— WHAT IS EXPECTED —
Reproduce exactly the line that contains "point per instance: utility" and all lines that follow it in the records below, ending with the last one.
#### DATA SECTION ####
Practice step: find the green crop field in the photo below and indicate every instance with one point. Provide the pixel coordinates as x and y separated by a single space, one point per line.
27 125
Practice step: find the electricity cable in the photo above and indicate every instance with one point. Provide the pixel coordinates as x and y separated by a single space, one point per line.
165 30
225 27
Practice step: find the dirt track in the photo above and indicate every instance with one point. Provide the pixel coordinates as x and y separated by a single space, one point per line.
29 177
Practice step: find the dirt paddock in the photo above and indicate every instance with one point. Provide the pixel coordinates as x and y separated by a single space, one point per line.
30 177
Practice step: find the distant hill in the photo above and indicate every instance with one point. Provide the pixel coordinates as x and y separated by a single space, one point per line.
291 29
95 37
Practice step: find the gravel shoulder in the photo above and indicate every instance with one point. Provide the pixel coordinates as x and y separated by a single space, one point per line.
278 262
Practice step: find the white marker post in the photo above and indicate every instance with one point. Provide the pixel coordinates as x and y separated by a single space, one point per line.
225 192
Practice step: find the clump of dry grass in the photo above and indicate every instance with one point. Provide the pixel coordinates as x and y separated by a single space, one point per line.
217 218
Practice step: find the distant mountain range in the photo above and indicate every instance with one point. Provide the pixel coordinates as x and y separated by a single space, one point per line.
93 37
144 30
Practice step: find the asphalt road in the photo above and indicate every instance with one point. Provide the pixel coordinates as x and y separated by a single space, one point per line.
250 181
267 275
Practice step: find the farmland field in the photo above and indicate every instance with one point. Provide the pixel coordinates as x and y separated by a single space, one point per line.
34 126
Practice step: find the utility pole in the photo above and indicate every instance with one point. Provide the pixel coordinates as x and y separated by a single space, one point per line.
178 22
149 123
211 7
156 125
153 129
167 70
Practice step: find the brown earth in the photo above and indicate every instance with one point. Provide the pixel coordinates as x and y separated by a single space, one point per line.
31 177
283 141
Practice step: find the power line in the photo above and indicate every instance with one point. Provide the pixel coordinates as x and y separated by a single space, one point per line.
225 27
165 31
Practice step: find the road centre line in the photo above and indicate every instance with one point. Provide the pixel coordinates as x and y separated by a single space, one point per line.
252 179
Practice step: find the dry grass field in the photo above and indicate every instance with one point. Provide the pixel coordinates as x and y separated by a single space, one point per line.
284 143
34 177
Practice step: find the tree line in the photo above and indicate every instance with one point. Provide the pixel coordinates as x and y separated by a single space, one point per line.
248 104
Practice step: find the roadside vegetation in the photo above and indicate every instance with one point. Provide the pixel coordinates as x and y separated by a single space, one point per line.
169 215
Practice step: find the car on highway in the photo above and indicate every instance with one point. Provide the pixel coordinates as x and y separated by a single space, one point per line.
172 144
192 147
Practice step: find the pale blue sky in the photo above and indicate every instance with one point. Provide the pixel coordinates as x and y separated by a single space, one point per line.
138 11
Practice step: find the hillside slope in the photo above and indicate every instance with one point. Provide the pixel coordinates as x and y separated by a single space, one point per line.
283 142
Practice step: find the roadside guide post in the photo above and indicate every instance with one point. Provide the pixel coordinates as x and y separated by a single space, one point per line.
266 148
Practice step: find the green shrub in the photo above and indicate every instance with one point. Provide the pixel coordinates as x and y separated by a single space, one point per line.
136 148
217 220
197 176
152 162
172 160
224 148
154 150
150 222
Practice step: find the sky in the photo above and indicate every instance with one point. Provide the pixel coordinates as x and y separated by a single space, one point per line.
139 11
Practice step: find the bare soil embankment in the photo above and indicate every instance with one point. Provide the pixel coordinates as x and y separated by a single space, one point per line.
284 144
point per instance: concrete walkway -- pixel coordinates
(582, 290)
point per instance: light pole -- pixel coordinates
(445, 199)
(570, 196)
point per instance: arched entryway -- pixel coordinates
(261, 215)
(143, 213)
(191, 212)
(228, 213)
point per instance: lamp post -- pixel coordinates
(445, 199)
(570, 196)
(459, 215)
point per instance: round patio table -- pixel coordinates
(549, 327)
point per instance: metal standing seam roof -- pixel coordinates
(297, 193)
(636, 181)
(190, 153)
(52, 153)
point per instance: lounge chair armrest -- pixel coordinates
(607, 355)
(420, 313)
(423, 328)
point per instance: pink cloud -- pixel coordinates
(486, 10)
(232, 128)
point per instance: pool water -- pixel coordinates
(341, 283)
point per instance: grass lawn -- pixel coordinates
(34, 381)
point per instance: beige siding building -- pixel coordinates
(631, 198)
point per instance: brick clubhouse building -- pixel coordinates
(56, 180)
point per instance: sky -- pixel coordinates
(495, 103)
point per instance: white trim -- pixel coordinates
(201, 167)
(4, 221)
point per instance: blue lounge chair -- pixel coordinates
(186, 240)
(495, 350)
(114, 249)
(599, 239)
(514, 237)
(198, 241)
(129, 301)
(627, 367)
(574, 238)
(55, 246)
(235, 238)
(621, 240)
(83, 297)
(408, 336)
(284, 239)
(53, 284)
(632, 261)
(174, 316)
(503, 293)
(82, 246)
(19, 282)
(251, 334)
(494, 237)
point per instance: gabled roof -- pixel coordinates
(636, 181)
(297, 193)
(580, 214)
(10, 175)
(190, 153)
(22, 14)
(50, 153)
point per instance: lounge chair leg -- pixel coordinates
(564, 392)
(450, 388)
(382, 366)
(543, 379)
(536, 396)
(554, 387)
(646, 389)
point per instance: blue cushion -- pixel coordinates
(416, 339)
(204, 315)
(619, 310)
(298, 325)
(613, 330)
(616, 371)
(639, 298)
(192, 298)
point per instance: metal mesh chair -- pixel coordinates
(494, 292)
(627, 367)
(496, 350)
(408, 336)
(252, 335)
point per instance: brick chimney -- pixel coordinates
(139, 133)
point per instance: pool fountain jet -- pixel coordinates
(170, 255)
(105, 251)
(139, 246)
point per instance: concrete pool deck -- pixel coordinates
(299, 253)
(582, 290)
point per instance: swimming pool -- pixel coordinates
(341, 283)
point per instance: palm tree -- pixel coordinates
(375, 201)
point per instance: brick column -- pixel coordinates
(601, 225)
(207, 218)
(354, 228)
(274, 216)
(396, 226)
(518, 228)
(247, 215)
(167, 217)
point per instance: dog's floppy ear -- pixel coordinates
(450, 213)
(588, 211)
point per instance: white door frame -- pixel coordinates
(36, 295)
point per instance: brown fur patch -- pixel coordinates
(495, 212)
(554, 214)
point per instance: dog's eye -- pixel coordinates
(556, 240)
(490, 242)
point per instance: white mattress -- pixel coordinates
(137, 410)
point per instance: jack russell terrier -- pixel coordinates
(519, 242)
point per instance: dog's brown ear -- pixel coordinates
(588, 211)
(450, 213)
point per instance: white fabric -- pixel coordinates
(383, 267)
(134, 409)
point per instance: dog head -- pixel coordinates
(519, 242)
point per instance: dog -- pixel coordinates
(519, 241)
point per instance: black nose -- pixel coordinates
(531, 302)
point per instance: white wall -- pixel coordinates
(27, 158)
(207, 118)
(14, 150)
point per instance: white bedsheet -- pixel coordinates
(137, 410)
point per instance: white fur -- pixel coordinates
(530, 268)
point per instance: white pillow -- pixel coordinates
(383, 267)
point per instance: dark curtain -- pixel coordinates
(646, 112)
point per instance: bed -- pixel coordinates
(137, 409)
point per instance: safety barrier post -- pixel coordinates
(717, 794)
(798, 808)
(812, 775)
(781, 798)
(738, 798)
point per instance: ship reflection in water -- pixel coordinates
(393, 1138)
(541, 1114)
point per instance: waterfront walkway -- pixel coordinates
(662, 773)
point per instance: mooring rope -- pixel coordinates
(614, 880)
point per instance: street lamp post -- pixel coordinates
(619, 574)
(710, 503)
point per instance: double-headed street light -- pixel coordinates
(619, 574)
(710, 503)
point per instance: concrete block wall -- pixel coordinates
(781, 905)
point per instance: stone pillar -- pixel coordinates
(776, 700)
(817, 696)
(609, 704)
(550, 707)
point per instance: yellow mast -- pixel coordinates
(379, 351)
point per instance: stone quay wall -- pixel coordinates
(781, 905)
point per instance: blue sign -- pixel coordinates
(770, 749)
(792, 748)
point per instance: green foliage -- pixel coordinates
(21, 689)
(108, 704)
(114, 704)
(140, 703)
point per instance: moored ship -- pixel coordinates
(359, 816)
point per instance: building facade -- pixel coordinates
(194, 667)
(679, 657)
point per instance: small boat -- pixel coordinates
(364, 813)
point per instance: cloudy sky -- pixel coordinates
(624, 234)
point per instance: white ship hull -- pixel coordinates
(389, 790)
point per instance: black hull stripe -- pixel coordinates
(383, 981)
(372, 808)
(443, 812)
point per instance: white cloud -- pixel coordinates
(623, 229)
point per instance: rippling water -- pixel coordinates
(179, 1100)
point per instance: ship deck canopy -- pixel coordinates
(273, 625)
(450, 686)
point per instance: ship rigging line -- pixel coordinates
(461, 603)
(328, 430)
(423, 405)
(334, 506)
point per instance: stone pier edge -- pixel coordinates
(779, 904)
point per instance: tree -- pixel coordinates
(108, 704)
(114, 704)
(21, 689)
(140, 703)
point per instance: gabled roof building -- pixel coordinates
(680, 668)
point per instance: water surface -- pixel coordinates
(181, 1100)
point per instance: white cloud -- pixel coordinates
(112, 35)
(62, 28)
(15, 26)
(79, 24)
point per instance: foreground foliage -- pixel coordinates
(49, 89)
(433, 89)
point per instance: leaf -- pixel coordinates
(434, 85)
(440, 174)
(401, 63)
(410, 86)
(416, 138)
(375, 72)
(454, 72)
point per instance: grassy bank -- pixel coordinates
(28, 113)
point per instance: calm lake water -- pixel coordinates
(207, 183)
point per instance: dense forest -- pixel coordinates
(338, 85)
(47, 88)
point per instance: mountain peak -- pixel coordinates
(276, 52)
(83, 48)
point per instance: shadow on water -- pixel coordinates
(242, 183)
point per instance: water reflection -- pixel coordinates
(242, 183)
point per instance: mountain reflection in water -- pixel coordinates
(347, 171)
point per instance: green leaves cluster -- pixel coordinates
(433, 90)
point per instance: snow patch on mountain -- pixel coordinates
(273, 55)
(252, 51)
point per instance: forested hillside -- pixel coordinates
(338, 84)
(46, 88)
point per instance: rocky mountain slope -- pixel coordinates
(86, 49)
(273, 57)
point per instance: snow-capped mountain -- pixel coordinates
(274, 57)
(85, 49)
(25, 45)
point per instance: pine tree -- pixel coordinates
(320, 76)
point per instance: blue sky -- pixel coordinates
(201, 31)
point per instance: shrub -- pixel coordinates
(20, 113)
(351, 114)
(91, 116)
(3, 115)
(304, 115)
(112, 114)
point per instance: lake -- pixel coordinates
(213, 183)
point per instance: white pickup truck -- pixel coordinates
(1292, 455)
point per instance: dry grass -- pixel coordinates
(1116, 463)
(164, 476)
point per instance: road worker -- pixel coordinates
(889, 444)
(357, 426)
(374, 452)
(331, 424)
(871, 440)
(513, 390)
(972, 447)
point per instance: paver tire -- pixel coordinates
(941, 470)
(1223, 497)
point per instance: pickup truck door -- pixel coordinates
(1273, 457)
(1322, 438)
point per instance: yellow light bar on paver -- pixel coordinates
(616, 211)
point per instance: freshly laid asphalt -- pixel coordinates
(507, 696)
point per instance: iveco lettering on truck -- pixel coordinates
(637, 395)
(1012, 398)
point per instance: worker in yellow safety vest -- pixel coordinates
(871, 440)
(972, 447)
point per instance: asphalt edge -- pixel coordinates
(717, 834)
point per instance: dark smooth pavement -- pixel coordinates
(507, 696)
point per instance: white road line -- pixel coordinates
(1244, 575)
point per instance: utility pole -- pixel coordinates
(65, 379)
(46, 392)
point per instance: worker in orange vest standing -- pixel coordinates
####
— SOLUTION —
point per instance: utility pole -- pixel coordinates
(65, 379)
(46, 392)
point per instance: worker in orange vest standing -- pixel coordinates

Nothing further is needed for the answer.